**Material provided**.
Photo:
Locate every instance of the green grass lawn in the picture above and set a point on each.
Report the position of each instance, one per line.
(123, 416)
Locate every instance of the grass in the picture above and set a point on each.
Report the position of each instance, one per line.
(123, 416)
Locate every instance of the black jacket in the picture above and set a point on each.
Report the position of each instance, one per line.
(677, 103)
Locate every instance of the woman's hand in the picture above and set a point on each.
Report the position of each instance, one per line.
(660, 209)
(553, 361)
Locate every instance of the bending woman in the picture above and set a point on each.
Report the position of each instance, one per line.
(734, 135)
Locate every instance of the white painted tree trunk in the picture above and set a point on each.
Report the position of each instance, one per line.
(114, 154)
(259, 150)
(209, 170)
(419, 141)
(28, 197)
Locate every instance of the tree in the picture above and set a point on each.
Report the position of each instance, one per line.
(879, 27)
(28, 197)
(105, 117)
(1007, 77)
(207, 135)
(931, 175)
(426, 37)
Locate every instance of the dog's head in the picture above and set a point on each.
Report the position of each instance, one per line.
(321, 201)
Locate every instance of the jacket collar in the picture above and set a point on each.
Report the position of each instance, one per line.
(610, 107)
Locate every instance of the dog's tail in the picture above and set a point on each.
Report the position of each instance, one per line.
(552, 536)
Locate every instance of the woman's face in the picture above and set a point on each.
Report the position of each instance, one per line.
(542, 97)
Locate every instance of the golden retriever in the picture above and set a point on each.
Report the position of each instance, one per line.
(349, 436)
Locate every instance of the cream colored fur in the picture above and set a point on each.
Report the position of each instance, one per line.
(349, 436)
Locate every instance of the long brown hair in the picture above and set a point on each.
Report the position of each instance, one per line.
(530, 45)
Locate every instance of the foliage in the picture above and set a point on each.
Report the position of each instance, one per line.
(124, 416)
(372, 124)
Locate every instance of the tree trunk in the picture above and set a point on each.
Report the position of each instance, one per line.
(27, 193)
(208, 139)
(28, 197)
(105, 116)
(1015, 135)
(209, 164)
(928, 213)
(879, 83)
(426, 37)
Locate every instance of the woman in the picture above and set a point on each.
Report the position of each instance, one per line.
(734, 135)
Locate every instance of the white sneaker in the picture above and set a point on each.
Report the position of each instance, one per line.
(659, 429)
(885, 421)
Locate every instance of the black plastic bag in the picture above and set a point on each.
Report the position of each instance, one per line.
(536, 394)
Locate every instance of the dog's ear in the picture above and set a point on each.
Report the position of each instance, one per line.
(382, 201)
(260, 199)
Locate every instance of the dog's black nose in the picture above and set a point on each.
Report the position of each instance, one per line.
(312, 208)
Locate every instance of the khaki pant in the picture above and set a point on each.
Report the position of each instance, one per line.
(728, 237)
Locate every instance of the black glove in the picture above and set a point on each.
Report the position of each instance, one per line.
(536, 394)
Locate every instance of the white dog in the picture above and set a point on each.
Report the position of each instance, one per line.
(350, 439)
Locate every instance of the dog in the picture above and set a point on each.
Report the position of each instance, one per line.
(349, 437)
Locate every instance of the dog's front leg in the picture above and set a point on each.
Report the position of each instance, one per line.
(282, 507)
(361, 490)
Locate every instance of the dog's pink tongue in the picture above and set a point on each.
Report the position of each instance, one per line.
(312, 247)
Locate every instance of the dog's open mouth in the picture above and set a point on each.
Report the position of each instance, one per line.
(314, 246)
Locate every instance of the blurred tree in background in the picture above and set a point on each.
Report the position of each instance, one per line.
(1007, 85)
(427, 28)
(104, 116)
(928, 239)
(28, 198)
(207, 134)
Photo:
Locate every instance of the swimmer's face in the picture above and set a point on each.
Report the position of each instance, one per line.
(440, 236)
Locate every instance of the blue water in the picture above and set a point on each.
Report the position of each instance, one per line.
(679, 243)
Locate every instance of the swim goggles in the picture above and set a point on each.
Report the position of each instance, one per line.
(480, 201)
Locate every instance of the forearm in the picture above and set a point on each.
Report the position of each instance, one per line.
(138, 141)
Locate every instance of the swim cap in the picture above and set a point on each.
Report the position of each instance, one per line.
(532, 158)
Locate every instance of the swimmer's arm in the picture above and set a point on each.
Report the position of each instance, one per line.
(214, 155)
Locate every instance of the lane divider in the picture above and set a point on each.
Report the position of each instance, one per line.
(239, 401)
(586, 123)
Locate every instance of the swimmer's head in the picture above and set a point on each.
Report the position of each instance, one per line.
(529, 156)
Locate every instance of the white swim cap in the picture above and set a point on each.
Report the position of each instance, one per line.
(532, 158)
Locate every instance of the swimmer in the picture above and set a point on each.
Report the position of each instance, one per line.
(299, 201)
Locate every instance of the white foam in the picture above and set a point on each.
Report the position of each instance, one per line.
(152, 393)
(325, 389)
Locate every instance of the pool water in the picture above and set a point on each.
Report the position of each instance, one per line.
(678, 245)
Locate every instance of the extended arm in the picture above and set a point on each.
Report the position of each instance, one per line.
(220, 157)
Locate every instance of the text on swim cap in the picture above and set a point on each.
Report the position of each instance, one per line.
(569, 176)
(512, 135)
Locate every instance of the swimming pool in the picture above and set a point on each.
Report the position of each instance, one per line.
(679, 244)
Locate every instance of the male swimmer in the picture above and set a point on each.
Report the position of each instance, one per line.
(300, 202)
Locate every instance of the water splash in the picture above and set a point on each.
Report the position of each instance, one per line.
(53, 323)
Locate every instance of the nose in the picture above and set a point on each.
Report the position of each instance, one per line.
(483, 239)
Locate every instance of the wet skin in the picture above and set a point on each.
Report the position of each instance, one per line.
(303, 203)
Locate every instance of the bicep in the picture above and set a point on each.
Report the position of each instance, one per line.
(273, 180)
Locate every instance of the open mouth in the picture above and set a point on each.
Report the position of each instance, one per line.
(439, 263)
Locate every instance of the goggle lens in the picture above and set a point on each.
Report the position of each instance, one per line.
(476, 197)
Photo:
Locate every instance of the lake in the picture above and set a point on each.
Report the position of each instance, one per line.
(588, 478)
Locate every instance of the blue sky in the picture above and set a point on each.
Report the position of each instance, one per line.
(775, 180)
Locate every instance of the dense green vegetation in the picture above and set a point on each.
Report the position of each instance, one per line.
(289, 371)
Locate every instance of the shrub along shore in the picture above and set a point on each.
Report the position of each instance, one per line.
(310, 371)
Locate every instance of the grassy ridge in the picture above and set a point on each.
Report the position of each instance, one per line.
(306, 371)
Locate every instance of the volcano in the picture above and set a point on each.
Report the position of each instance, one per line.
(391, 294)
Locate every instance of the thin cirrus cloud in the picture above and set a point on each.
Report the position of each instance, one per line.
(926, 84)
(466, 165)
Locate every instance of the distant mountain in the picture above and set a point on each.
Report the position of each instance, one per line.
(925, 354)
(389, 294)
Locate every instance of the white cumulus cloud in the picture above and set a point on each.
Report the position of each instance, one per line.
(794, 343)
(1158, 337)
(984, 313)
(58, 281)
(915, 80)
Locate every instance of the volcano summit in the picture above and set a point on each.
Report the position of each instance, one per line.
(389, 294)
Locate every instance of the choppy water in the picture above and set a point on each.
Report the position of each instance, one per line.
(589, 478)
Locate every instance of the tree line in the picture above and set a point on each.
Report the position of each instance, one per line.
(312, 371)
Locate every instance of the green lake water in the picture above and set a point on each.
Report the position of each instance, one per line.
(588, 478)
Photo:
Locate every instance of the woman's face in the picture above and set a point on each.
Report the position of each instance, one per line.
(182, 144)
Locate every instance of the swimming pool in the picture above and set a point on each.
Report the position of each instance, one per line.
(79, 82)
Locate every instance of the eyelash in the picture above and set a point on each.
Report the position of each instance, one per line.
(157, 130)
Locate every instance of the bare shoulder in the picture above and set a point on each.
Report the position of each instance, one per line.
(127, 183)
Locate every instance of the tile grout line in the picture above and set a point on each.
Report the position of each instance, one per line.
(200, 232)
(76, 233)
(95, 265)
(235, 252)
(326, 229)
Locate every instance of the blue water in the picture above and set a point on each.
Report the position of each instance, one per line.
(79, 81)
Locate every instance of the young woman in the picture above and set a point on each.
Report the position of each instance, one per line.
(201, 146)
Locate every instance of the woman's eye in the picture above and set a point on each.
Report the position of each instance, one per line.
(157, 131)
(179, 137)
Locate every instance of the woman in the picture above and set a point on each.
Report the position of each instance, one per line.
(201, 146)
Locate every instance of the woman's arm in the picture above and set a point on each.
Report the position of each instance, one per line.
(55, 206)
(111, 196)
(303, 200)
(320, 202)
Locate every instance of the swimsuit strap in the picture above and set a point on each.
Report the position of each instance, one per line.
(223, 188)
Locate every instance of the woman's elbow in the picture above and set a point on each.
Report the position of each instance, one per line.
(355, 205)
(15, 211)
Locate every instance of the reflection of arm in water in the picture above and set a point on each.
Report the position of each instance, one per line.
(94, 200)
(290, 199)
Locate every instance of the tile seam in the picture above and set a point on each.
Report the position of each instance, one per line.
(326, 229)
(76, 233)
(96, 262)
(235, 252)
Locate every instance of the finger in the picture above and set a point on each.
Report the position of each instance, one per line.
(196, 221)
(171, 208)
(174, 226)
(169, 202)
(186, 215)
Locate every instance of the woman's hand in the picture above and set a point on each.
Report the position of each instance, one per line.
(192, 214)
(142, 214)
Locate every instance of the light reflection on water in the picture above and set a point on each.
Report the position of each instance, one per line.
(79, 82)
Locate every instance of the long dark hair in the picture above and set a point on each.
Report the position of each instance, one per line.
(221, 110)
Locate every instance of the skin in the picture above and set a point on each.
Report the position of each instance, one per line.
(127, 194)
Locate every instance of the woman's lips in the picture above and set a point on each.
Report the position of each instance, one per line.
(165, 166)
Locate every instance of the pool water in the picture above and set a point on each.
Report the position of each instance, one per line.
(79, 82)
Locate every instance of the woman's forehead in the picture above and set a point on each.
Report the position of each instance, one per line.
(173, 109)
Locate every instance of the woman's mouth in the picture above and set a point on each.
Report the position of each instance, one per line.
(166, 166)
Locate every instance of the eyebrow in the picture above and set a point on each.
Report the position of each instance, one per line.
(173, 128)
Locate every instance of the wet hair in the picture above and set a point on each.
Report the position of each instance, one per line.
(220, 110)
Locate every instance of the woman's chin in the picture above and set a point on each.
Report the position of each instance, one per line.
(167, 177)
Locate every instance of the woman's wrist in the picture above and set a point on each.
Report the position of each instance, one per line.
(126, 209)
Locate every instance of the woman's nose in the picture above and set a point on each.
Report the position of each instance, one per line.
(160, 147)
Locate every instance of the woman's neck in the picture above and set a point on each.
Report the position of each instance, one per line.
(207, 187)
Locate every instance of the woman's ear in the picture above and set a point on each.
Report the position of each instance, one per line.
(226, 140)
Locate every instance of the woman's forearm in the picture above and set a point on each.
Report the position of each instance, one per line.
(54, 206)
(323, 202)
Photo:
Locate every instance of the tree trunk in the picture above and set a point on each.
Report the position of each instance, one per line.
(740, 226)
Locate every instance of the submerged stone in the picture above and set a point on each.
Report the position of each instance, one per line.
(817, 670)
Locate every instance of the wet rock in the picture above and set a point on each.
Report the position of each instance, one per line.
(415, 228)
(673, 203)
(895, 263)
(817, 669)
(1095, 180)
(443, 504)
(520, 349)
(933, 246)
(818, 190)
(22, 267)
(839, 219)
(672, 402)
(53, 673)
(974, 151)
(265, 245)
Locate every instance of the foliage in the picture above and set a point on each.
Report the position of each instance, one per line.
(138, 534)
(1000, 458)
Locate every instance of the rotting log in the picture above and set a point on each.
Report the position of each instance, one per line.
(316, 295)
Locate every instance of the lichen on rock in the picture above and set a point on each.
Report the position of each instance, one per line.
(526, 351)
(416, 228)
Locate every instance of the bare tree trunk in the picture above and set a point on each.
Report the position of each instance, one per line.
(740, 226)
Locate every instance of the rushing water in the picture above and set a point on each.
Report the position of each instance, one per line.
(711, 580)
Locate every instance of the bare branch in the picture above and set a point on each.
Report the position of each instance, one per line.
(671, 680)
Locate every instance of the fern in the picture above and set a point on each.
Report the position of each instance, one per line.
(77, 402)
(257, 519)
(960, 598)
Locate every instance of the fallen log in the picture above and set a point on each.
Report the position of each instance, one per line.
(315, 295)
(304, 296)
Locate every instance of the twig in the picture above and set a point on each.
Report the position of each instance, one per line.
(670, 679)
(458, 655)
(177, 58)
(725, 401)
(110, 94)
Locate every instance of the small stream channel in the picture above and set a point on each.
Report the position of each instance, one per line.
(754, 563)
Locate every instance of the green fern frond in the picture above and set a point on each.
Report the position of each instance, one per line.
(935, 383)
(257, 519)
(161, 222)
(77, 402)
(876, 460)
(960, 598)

**How to complete this task**. Return a copy of each line in the entries that carries the string "rock".

**Answer for the task**.
Locate every instance of the wet rock in the picture above and set a point on each.
Locate every instance of the lichen on rock in the picture above and set a point on each.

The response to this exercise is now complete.